What the task asks:
The answer must be an exact copy of every entry, with no pictures in it.

Supplied records:
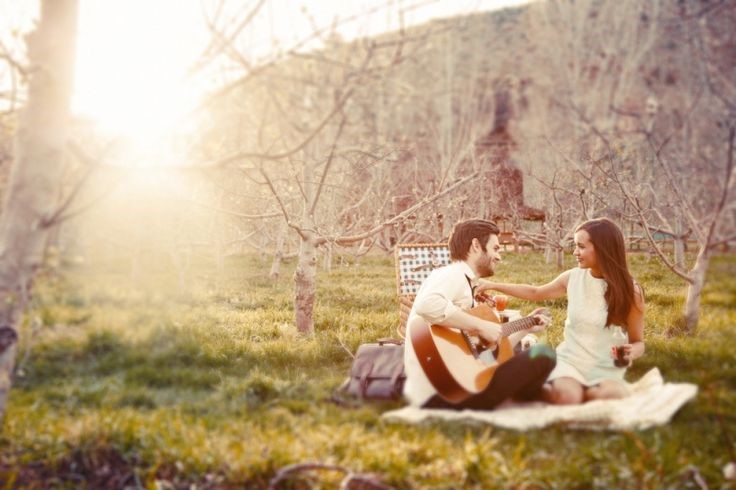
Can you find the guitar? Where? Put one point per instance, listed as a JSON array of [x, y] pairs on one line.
[[450, 359]]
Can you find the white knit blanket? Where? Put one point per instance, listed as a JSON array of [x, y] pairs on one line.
[[652, 402]]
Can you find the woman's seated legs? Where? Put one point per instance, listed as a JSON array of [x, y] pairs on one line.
[[563, 391], [606, 390]]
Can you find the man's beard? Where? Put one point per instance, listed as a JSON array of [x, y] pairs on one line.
[[485, 270]]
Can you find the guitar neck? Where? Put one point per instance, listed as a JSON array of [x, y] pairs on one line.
[[517, 326]]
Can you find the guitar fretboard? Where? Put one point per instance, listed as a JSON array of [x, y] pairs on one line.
[[517, 326]]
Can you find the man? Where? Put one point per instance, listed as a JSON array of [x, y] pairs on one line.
[[442, 300]]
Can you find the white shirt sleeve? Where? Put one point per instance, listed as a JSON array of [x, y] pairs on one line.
[[437, 298]]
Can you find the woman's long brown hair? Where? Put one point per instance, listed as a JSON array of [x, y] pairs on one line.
[[610, 253]]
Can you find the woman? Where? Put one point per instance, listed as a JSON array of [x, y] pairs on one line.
[[601, 295]]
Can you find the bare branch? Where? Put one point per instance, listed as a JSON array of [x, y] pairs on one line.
[[347, 240]]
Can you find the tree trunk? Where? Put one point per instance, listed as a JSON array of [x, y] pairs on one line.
[[37, 170], [305, 280], [278, 256], [679, 246], [695, 289], [328, 258], [560, 254]]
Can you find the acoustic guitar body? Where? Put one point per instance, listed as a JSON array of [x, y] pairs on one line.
[[448, 360]]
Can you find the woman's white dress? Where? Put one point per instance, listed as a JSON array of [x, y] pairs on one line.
[[585, 352]]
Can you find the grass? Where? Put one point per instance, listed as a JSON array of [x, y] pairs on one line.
[[138, 384]]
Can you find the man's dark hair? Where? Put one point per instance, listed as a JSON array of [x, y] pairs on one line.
[[463, 234]]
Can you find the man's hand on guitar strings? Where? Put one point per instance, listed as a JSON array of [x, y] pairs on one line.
[[490, 333], [542, 318]]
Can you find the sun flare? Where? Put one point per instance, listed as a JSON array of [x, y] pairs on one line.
[[132, 65]]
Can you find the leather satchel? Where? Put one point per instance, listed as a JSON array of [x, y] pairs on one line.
[[377, 372]]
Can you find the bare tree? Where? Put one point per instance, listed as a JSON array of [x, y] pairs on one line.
[[655, 135], [37, 170]]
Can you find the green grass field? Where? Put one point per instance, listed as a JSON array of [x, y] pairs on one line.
[[140, 385]]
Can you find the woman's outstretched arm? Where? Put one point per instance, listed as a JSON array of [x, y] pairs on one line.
[[551, 290], [635, 327]]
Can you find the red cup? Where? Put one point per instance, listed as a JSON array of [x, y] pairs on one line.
[[500, 300]]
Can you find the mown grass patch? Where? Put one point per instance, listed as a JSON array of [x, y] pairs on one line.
[[138, 382]]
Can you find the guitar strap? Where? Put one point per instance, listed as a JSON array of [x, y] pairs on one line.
[[473, 347], [472, 291]]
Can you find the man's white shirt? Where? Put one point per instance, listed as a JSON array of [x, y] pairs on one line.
[[445, 291]]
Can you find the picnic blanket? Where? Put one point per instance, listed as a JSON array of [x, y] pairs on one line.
[[652, 402]]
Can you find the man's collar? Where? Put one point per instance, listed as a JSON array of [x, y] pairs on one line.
[[467, 270]]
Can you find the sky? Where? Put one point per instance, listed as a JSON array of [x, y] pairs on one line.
[[134, 57]]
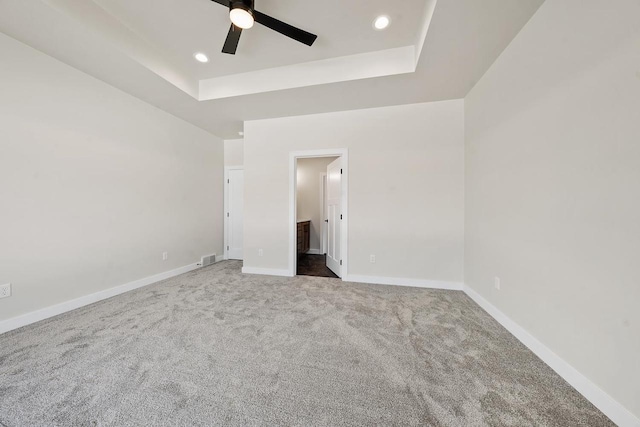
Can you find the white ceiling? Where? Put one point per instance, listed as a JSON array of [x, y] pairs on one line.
[[181, 28], [145, 48]]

Response:
Can you find the guitar? Where? Put one point per instance, listed as a JSON array of [x, y] pairs on one line.
[[450, 359]]
Can you find the white knit blanket? Where? Put one point per instance, listed as a JSON array of [x, y] pairs on one line.
[[652, 402]]
Can you find the woman's seated legs? Where? Put one point per instance, listed as a JSON array of [x, y] pairs on one line.
[[563, 391], [606, 390]]
Can you find the man's beard? Where? Put one point per instance, listed as a JSON array of [x, y] pairs on one line.
[[485, 270]]
Can you find the guitar neck? Where? Put one point per instance, listed as a JSON array of [x, y] pairs on one line.
[[517, 326]]
Can you find the guitar fretboard? Where? Put one point per instance, listed as a JSON array of [x, y] pairs on one line.
[[517, 326]]
Can you find the man? Where? Put one point per instance, listed as a JSON array of [x, y] pairs on one line.
[[442, 300]]
Can you find the white shirt sleeve? Where? Put one point per instance, listed as a JSON array of [x, y] pairs on one line.
[[437, 298]]
Can you find the woman's long brown hair? Where? Put one point per instance, listed as a JSON array of [x, y] pairs on one line.
[[610, 253]]
Can you find the woman? Where? Put one point per instance, listed as a JSON array of [x, y] pairs on one line.
[[601, 295]]
Can you find the bare branch? Where? Put one point per instance, listed as a JSON array of [x, y] pairs on one line.
[[347, 240]]
Can you find the tree trunk? Where? Put one point per instance, listed as a JSON array of [x, y] pairs on one line.
[[37, 170], [305, 280], [278, 256], [679, 246], [695, 289], [328, 258], [560, 254]]
Can you find the acoustic guitar body? Where? Put one point per instance, listed as a JSON array of [x, y] pairs on one line.
[[448, 360]]
Can you find the woman's white dress? Where? Put one point per instance, listed as a JSON array of [x, y] pairs on one line.
[[585, 352]]
Can you find the grass? Where? Put one point per instance, listed as a JSON array of [x, y] pairs on one line.
[[138, 384]]
Can you find the man's dark hair? Where? Put one point per instance, listed as a JSON array of [x, y] pairs on one line.
[[463, 234]]
Can you find the man's hand on guitar strings? Where? Put one point per instance, listed as a JSON array of [x, y] pairs on one line.
[[490, 333], [542, 318]]
Can you find the sun flare? Where? Put one point per instance, listed as a JSON array of [x, y] pairs on one line.
[[132, 65]]
Can you find the leather satchel? Where? Put one point per instance, listed as a JSON array of [x, y] pairs on one line.
[[377, 372]]
Can you find the bare tree? Where? Put one point per instance, listed as a JSON array of [x, y] pairs on one line.
[[655, 135], [37, 170]]
Can you find the green grass field? Where? Put one point per instance, listed as a JSON array of [x, y] pairs on one line.
[[140, 385]]
Can you find the woman's outstretched arm? Where? Put one point per instance, listed as a JSON array of [x, y] pairs on one line.
[[551, 290], [635, 327]]
Can you find the red cup? Where? Put one point per instance, listed as a JSON array of [x, y] pairs on one line.
[[500, 300]]
Can you find the mown grass patch? Where? Put one point per instance, listed as a JSON array of [x, y] pairs on one line.
[[138, 382]]
Can you find the guitar strap? Where? Put one point per instance, listed as a JSON array of [x, y] pairs on one line.
[[473, 347], [472, 291]]
Can you find the man's white shirt? Where? Put one point per instance, listed as a JSON array of [x, y] pairs on one line.
[[445, 291]]
Can you find the picnic blanket? Where? Put one point per instance, listed as a JSON array of [x, y] pairs on one line.
[[652, 402]]
Can you find the man's collar? Where? Put one point per instance, listed as a JSON array of [x, y] pairs on one line.
[[467, 270]]
Can you find the sky? Where? Put one point per instance, listed as a JSON array of [x, y] pairs on one line.
[[134, 57]]
Can you find the white ceiling? Where? Put one point per instance, listed as a JSON array of [x, y] pairs on one line.
[[181, 28], [145, 48]]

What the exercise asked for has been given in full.